Nothing should differ between your answer and the records.

Source data Start Marker

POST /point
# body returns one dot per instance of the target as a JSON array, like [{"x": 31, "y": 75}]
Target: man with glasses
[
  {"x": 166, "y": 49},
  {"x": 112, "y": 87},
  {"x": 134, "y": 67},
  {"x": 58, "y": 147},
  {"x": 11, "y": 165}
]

Source data End Marker

Result of this exercise:
POST /point
# body returns one dot per instance of the target as a JSON array, like [{"x": 31, "y": 75}]
Target: man with glasses
[
  {"x": 166, "y": 49},
  {"x": 112, "y": 87},
  {"x": 134, "y": 67},
  {"x": 58, "y": 147},
  {"x": 11, "y": 165}
]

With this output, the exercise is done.